— Vorliegender Text —
Skurril: Bei den Stücken der Choreografin Alex B. geht es um Identität und Täuschung. Ein Porträt

von JANA SITTNICK

Alex B. kommt schnell zur Sache. Sie einigt sich mit den Technikern auf eine Pause, damit der Proberaum leer ist und der Fotograf anfangen kann. Danach zeigt sie mit Partner Jean Marc Lebon Ausschnitte aus ihrem neuen Stück. Nach zehn Minuten geht sie abrupt von der Tanzfläche, wischt sich den Schweiß von der Stirn, steckt sich eine Zigarette an und sagt: „Komm, wir gehen nach oben, dann können die hier weitermachen.“

Alex B. ist Choreografin. Mit ihren letzten beiden Stücken, „The lefthanded man“ und „Graceland“, machte sie sich in Berlin und Deutschland einen Namen. „The lefthanded man“ wurde im letzten Jahr nach Taipeh eingeladen. Tanz ist für die 37-Jährige vor allem Arbeit, Arbeit an ihrem Material, die Suche nach dem Kern einer Idee und der Anstengung, diese in eine Form zu gießen. Ihr neues Stück folgt der Idee eines vielfach gesplitterten, in sich differenzierten Subjekts, das sich mit sich selbst konfrontiert und entdeckt, dass es keine einheitliche Identität besitzt. „Me, Myself and I“, getanzt als Duett von Alex B. und Jean Marc Lebon, ist ein Wechselspiel verschiedener Subsubjekte, die sich begegnen.

— Gezeigte Einträge —

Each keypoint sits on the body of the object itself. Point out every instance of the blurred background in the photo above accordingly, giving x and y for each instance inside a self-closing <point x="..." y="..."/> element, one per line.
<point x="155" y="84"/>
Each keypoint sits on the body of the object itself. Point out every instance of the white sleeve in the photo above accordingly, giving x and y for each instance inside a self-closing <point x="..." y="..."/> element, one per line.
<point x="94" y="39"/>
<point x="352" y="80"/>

* * *

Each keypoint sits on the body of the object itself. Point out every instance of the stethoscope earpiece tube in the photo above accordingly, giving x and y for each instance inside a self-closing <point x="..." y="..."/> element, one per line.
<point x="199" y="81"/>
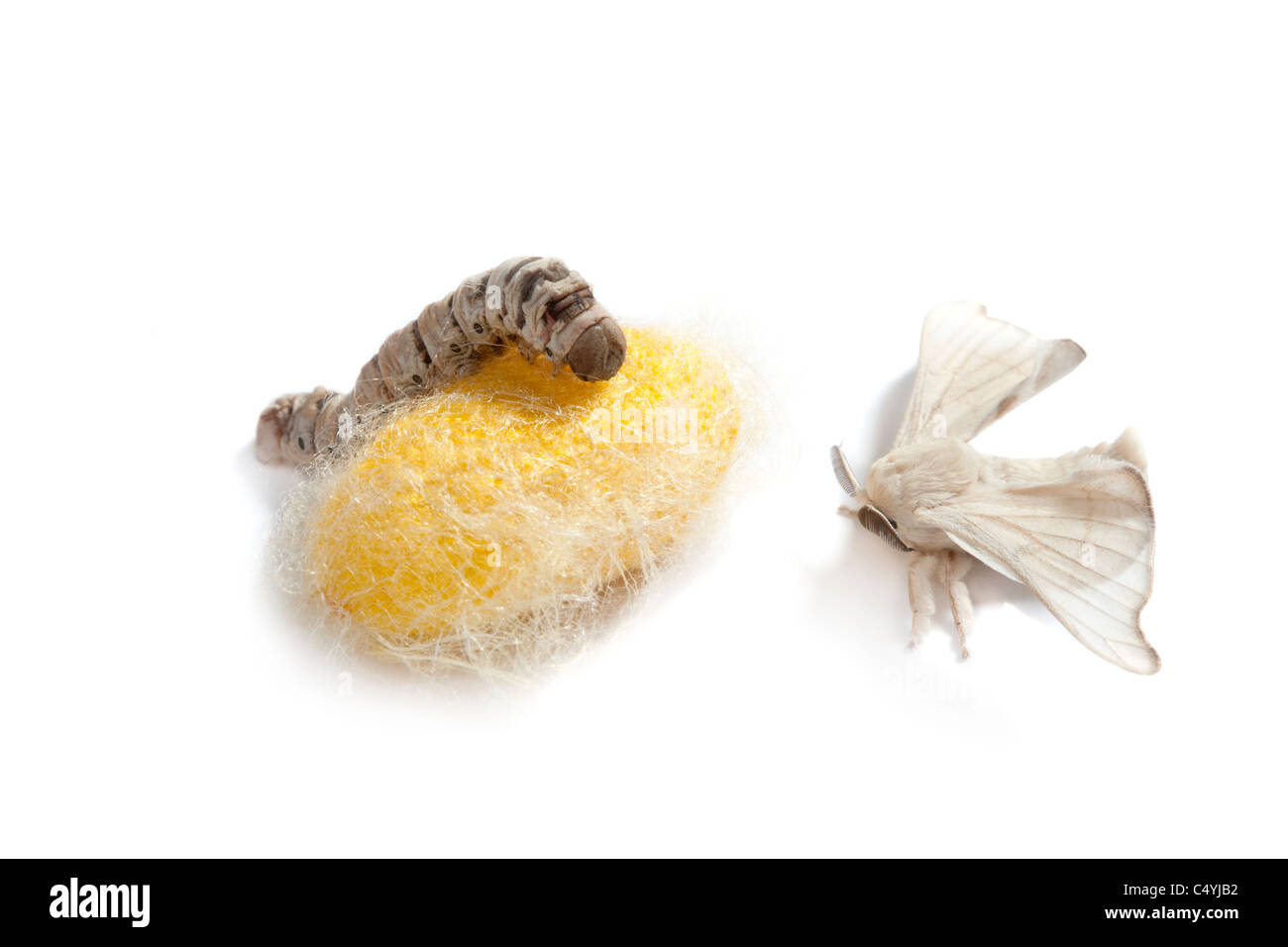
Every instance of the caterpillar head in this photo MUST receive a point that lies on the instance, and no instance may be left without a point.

— Deine Aufgabe —
Schreib aus dem Porträt über die Choreografin Alex B. den Abschnitt zwischen „Alex B. ist“ und „die sich begegnen.“ wortgetreu heraus, beide Stellen eingeschlossen.

— Das Ergebnis —
Alex B. ist Choreografin. Mit ihren letzten beiden Stücken, „The lefthanded man“ und „Graceland“, machte sie sich in Berlin und Deutschland einen Namen. „The lefthanded man“ wurde im letzten Jahr nach Taipeh eingeladen. Tanz ist für die 37-Jährige vor allem Arbeit, Arbeit an ihrem Material, die Suche nach dem Kern einer Idee und der Anstengung, diese in eine Form zu gießen. Ihr neues Stück folgt der Idee eines vielfach gesplitterten, in sich differenzierten Subjekts, das sich mit sich selbst konfrontiert und entdeckt, dass es keine einheitliche Identität besitzt. „Me, Myself and I“, getanzt als Duett von Alex B. und Jean Marc Lebon, ist ein Wechselspiel verschiedener Subsubjekte, die sich begegnen.